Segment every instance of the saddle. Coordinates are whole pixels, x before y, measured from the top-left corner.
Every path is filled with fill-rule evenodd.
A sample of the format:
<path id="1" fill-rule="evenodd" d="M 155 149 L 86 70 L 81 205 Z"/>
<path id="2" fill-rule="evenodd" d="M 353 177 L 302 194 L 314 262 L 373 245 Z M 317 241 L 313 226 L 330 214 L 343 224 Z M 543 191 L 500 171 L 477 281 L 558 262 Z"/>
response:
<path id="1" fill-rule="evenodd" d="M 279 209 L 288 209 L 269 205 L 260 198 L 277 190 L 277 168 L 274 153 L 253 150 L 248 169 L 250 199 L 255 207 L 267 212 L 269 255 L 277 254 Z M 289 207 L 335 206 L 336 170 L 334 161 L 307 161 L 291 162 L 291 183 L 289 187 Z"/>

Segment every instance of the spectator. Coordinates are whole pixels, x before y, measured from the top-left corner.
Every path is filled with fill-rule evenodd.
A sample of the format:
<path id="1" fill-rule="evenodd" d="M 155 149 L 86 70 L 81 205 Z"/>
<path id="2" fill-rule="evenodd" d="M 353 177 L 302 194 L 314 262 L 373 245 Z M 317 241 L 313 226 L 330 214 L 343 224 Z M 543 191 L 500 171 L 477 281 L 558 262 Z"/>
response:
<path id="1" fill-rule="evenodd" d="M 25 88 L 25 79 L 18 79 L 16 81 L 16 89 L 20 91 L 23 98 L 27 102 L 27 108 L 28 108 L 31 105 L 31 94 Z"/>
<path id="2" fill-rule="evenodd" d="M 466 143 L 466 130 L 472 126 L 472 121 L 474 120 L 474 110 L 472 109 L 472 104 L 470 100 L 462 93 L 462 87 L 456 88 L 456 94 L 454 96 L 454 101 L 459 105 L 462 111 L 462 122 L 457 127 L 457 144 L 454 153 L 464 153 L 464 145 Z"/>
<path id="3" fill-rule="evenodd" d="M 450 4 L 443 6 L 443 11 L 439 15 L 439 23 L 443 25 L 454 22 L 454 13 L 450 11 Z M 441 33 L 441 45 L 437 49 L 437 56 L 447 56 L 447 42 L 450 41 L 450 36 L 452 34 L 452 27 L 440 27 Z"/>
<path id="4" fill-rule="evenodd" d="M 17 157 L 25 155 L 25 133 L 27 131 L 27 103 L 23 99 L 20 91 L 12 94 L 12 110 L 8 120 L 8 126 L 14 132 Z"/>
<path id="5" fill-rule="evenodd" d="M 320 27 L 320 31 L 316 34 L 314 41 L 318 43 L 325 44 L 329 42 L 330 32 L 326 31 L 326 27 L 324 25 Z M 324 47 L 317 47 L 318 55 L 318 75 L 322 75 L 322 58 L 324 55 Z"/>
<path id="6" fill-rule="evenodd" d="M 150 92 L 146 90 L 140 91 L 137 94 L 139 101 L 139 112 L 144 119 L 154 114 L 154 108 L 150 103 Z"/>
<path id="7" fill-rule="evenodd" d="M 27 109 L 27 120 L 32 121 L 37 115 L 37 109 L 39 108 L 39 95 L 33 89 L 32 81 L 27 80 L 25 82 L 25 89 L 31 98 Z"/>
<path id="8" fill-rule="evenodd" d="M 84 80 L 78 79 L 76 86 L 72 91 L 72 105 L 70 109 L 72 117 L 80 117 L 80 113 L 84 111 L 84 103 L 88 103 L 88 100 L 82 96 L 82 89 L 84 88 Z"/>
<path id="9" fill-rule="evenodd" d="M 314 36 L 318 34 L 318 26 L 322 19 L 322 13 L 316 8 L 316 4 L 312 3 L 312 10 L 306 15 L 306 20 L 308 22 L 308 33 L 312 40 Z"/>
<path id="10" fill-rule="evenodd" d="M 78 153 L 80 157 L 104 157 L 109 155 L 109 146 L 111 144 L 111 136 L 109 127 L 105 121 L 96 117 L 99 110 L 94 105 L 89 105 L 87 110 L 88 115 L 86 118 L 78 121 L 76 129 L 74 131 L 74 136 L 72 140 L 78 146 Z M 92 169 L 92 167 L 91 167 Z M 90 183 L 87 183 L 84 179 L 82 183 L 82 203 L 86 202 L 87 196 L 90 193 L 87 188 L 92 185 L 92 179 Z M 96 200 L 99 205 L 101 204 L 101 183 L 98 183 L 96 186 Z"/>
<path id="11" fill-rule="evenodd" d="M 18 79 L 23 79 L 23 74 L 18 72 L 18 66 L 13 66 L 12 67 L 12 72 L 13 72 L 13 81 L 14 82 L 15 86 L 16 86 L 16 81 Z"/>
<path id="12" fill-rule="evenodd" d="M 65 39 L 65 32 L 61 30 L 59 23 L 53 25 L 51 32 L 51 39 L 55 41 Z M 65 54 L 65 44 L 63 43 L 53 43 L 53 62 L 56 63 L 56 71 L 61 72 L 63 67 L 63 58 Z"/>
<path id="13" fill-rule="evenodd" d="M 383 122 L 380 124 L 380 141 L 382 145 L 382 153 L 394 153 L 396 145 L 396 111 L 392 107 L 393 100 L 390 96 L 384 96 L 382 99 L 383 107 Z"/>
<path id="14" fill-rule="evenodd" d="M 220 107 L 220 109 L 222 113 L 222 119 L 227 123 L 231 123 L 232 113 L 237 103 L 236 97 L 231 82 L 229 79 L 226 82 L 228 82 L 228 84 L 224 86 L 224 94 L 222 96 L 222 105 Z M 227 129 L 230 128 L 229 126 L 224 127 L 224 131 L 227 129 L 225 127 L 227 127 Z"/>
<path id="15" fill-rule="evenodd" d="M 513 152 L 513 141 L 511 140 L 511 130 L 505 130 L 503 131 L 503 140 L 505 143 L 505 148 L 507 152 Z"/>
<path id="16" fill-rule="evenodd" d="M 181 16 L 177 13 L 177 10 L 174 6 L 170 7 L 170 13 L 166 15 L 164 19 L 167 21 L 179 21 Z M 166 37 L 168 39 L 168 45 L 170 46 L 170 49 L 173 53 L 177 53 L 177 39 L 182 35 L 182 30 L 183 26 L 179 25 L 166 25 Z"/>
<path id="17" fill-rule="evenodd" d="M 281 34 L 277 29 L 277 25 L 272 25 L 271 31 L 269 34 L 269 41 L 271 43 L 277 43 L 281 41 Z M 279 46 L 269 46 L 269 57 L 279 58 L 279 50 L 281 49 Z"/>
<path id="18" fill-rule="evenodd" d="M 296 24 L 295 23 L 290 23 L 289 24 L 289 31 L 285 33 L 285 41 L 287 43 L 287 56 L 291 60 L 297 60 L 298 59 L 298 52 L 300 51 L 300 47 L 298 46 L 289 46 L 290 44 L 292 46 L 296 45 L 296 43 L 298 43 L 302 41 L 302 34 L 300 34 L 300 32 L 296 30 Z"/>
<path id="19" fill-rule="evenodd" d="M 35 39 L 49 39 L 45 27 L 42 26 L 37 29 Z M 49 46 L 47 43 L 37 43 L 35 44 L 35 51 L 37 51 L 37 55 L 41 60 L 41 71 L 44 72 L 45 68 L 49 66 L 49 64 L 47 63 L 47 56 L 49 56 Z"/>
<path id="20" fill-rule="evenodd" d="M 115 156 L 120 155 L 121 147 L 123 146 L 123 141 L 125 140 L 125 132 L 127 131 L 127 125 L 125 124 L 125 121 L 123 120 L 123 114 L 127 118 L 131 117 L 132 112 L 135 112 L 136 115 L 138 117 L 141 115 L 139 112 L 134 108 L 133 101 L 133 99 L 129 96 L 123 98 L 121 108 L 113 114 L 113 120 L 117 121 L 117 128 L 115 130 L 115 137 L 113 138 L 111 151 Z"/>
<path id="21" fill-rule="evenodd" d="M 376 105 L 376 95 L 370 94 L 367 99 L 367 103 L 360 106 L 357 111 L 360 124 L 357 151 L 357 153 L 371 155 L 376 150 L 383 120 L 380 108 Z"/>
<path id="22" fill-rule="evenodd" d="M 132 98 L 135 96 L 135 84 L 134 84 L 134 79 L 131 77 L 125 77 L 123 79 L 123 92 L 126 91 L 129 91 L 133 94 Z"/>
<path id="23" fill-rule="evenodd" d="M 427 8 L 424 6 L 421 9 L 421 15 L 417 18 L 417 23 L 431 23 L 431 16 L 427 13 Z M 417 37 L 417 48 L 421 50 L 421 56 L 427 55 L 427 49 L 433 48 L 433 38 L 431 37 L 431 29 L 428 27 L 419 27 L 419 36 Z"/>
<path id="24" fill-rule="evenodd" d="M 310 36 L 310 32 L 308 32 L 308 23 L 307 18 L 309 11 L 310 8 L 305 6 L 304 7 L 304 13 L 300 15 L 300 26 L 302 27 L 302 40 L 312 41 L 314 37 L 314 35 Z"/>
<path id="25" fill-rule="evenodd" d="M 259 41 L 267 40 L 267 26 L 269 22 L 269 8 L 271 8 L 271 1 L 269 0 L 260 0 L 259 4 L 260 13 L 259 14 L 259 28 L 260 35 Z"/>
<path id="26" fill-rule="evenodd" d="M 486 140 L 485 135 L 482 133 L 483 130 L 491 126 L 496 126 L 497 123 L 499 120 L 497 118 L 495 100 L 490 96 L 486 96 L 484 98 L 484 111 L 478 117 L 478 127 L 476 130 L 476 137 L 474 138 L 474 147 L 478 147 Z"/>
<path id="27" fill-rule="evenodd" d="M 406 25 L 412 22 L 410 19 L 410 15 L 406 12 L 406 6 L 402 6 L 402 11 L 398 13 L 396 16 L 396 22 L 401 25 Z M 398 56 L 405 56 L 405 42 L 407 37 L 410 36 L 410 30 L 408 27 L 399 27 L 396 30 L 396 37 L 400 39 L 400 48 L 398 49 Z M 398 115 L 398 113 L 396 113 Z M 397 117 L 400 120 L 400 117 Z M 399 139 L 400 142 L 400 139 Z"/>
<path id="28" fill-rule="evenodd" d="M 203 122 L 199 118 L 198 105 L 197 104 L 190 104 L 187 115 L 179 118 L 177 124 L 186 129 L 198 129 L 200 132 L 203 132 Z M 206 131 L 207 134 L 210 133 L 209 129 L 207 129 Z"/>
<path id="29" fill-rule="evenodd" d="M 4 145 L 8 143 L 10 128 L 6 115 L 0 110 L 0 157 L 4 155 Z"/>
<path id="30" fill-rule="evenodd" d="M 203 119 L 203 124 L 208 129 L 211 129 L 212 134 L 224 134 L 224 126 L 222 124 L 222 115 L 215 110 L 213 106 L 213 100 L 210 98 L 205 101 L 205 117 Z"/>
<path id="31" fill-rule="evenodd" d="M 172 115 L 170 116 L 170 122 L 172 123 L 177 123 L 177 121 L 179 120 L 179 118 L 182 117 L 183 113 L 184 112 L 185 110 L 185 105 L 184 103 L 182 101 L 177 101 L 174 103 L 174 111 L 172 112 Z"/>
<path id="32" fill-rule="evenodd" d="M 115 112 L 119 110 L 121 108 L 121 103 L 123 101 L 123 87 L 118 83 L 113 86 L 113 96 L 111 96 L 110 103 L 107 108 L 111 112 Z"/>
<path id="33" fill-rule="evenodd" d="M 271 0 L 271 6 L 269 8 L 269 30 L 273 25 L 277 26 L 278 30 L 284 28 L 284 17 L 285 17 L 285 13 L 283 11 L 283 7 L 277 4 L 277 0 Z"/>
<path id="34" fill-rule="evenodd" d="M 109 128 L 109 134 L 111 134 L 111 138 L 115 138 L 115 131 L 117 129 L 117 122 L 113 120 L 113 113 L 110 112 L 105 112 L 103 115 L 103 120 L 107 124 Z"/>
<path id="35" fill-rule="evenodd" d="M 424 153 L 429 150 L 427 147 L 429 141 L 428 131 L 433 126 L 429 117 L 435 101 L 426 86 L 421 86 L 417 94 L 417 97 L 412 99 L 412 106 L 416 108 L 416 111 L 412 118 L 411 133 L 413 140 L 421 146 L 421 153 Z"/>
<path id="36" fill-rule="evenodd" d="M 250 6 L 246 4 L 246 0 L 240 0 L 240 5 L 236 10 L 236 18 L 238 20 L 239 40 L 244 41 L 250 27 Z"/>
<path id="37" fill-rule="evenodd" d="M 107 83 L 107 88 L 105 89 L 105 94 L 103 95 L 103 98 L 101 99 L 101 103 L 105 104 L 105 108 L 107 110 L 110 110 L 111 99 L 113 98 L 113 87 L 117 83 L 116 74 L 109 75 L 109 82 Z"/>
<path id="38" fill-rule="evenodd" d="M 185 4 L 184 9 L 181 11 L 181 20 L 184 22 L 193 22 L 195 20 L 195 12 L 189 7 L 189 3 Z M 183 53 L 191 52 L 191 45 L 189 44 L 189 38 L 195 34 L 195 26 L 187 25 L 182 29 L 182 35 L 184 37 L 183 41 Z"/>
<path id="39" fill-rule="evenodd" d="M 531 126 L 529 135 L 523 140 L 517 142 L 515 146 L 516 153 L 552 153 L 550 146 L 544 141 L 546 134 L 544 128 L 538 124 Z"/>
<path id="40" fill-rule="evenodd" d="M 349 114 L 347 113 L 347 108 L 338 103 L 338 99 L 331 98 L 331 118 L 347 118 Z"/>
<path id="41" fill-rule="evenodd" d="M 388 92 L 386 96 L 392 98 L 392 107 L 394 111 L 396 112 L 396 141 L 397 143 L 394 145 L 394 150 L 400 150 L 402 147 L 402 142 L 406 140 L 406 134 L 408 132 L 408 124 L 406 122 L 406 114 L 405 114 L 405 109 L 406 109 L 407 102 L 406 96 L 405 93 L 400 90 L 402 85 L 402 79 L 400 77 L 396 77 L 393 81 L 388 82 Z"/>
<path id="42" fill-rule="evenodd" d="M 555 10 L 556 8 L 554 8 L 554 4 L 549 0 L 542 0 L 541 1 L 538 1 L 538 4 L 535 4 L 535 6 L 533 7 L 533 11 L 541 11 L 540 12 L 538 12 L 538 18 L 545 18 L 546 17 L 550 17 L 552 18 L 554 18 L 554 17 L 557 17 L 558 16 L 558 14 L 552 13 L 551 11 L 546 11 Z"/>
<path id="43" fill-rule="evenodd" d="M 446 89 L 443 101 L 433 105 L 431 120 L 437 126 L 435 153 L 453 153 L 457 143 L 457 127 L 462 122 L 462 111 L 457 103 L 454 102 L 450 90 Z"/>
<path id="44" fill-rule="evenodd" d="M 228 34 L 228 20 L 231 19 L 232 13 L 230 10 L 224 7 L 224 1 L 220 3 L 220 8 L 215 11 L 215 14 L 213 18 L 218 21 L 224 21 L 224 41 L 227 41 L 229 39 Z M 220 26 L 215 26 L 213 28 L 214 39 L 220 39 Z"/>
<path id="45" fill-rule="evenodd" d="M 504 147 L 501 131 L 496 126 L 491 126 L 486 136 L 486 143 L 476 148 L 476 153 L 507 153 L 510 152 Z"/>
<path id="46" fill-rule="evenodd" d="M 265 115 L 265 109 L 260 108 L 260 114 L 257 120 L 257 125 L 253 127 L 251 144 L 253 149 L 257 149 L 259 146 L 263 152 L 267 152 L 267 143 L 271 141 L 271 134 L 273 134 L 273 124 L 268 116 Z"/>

-.-.-

> [What you should do]
Copy the records word for word, starting at the very beginning and ending with the line that contains "279 209 L 288".

> [In response]
Segment every instance of the saddle. Coordinates are whole pixels, x before y, measured from the top-left corner.
Every path is filled with fill-rule evenodd.
A sample of the format:
<path id="1" fill-rule="evenodd" d="M 155 149 L 86 70 L 81 205 Z"/>
<path id="2" fill-rule="evenodd" d="M 353 177 L 302 194 L 314 262 L 373 245 Z M 317 241 L 313 226 L 330 214 L 343 224 Z M 543 191 L 500 171 L 477 281 L 558 262 Z"/>
response:
<path id="1" fill-rule="evenodd" d="M 279 209 L 288 209 L 269 205 L 260 198 L 277 190 L 277 168 L 274 153 L 253 150 L 248 169 L 250 199 L 255 207 L 267 212 L 269 255 L 277 254 Z M 289 207 L 335 206 L 336 170 L 334 161 L 307 161 L 291 162 L 291 183 L 289 187 Z"/>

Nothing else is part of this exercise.